▶ _Extract provided_
For validation of our results we looked at the Leiden ranking measure for openness. The Leiden Ranking (Centre for Science and Technology Studies, 2018) uses a different method to ours, including using data from 2014-17 and including only 5 of the 8 New Zealand universities, but produces a similar result (see Table 12).

We also used the Leiden Ranking tool to measure New Zealand’s proportion of open articles against a selection of other countries. We clearly see that New Zealand’s proportion of research that is openly available is below that of all the others in this selection, nearly half the figure of the highest-ranked nation, the United Kingdom. This is reinforced by our analysis of publications funded by New Zealand’s major funding agencies, where we can very clearly see that research funded by agencies in other countries is far more likely to be openly accessible.

Table 11:
Comparison of funded articles by country.
This table shows the breakdown of access type to publications listed as funded by government funding agencies in New Zealand, the United States, Australia and the United Kingdom, showing the proportion of publications for each that are closed or open by the different methods of doing so. The table is broken into three: it shows the results for all authors and then splits these overall figures into two subsets, where the corresponding author was a researcher affiliated with a New Zealand university and where not.
Funder No. Closed Bronze Gold Diam’d Hybrid Green
All Authors
NZ Govt 1,519 55% 9% 19% 1% 5% 11%
US Govt 271 24% 18% 20% 2% 14% 22%
Aust Govt 358 39% 11% 23% 1% 6% 20%
UK Govt 199 12% 17% 27% 1% 20% 24%
NZ Corresponding Authors
NZ Govt 1,098 56% 10% 19% 1% 4% 10%
US Govt 52 33% 12% 17% 4% 13% 21%
Aust Govt 68 46% 10% 22% 0% 4% 18%
UK Govt 33 33% 15% 15% 3% 12% 21%
Non-NZ Corresponding Authors
NZ Govt 421 51% 8% 18% 1% 8% 15%
US Govt 219 22% 20% 20% 2% 15% 22%
Aust Govt 290 37% 11% 23% 1% 7% 21%
UK Govt 166 8% 17% 29% 0% 22% 25%
DOI: 10.7717/peerj.11417/table-11

A huge proportion (88%) of the Closed articles could be self-archived in line with publishers’ policies and thereby made open. Our findings suggest that New Zealand researchers do not self-archive as often as researchers elsewhere and/or that the systems for ensuring work is archived are not effective. This is despite the fact that 87% of New Zealand researchers believe that, at a policy level, publicly-funded research should be free to access (Ithaka, 2018). Our work identifies a clear gap between belief and practice.

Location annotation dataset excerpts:
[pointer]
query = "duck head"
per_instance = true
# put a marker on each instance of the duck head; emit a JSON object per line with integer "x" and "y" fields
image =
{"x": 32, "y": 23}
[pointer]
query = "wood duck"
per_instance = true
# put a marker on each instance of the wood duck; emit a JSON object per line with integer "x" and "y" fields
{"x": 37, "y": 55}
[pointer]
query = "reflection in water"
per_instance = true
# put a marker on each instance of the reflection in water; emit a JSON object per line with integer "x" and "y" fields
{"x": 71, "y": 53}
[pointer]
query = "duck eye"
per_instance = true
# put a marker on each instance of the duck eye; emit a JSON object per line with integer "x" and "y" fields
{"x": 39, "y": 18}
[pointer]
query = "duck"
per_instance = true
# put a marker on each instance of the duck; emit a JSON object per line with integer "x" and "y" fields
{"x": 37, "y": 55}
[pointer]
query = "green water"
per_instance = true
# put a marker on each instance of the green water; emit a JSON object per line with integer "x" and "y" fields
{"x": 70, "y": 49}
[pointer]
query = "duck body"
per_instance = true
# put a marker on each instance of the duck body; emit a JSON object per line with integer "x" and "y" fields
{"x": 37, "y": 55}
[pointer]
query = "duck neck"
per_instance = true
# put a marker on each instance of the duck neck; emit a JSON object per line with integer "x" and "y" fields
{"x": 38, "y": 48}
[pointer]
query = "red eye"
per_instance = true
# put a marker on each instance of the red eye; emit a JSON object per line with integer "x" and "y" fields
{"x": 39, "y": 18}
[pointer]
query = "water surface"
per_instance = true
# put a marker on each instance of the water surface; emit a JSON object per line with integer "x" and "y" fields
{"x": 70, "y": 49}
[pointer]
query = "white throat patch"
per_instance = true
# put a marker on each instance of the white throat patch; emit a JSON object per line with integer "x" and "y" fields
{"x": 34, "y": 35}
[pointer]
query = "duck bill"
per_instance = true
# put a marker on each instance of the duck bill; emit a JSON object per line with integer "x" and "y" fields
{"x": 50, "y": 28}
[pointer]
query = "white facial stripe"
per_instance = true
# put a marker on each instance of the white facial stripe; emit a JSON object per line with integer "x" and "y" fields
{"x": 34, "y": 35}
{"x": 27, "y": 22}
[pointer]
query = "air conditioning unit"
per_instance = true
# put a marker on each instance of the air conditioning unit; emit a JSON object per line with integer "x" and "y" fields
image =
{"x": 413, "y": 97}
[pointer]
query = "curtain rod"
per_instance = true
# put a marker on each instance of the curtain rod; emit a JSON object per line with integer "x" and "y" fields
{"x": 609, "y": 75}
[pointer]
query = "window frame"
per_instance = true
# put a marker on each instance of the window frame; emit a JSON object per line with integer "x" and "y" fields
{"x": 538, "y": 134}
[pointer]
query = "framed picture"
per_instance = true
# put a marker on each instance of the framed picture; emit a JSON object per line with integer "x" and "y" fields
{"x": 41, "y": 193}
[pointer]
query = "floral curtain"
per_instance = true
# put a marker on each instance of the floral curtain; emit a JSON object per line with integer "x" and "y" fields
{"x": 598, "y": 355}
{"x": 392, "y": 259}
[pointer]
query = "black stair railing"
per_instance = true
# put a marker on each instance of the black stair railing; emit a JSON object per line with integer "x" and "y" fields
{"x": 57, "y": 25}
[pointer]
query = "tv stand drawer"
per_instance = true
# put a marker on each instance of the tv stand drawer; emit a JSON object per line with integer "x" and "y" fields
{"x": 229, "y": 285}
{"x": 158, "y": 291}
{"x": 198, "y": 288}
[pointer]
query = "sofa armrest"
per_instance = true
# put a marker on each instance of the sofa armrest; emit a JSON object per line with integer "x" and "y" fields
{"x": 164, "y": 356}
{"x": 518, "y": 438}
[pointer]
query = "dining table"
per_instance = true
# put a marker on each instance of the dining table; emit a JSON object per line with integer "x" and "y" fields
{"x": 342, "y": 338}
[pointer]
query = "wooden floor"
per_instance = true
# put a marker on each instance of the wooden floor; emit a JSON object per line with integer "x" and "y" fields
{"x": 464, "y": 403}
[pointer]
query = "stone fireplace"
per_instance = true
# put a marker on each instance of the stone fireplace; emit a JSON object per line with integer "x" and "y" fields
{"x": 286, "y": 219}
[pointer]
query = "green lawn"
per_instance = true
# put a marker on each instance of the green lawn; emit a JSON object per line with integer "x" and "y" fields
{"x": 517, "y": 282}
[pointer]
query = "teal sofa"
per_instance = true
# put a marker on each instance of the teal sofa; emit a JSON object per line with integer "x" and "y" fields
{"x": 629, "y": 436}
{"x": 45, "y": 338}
==
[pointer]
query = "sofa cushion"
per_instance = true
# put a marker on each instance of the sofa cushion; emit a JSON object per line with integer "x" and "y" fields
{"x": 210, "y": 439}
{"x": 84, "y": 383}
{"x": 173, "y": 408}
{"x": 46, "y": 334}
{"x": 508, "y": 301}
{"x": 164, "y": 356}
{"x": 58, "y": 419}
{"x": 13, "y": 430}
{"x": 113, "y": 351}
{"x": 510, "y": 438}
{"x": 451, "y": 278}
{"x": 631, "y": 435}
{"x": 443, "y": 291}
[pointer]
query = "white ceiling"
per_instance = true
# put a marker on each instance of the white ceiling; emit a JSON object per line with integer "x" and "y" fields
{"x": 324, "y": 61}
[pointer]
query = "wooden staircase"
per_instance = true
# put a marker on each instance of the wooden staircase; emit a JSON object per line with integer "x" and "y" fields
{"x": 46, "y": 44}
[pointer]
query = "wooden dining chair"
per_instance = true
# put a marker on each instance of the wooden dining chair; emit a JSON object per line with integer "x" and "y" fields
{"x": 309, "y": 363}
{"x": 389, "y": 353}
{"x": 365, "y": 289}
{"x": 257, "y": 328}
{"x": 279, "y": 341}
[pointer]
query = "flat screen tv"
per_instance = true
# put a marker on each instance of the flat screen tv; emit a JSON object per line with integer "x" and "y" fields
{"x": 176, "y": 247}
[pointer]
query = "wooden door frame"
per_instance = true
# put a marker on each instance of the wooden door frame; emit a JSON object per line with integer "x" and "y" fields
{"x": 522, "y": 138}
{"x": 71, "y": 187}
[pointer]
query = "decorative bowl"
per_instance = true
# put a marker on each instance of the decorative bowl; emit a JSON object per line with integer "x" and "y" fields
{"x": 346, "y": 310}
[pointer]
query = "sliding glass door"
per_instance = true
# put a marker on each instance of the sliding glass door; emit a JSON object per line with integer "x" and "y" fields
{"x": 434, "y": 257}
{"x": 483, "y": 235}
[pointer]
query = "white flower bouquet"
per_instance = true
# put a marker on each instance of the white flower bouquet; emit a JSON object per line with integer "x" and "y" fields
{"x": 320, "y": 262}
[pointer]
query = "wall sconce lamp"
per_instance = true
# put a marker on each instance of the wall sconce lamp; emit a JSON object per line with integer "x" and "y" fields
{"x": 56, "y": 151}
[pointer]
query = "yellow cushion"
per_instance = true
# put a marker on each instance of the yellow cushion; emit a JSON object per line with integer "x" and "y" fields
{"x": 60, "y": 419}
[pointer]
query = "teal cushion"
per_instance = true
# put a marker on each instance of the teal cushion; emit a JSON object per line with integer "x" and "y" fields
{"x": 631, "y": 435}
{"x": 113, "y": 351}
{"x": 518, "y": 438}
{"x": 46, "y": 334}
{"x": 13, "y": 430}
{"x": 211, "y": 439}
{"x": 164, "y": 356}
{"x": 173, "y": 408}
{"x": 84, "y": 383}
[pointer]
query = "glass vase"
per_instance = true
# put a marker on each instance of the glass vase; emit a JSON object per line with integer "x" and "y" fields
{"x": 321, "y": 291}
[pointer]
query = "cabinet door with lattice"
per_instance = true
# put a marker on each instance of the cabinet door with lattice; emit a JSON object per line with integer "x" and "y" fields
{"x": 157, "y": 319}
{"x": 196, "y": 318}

▶ _To-do list_
**a.** List every line of the entries that contains the word "white".
**b.** Please pick up the passage on open access to New Zealand research where it stops and continue it.
The passage on open access to New Zealand research and the entries have no connection to each other.

▶ _Results of the tasks_
**a.**
query = "white throat patch"
# put a marker on each instance of the white throat patch; emit a JSON object per line with integer "x" and "y" fields
query = "white facial stripe"
# put a marker on each instance of the white facial stripe; emit a JSON object per line with integer "x" and "y" fields
query = "white ceiling"
# put a marker on each instance of the white ceiling; emit a JSON object per line with integer "x" and "y" fields
query = "white flower bouquet"
# put a marker on each instance of the white flower bouquet; emit a JSON object per line with integer "x" and "y" fields

**b.**
When it comes to paid open access (Gold & Hybrid articles), New Zealand researchers are far more likely to use the Gold route (82% of paid open access articles were Gold). One reason for this may be the higher average APC for Hybrid, which may be seen by researchers as a luxury and opted for when publishing work in a prestigious journal that will garner interest within the discipline and/or from the public. This would require further analysis that was beyond the scope of the present project. We estimated a total of US$1.45 million at 2017 prices could have been spent by our researchers: US$1.17 million of this would have been an entirely additional cost to subscriptions for Gold OA publications; US$281 thousand would have been on Hybrid publications, a potential double-dipping cost on top of subscriptions to those same publications. As we mention in our introduction, discussion of transformative agreements with publishers is outside the scope of our paper but our data can certainly be used by libraries and institutions to estimate the costs that are potentially being paid by researchers on top of subscription costs.

Table 12:
Leiden ranking proportion of open articles by country.
Using Leiden Ranking data, this table lists the number of publications in eight countries andthe proportion of articles that are open access.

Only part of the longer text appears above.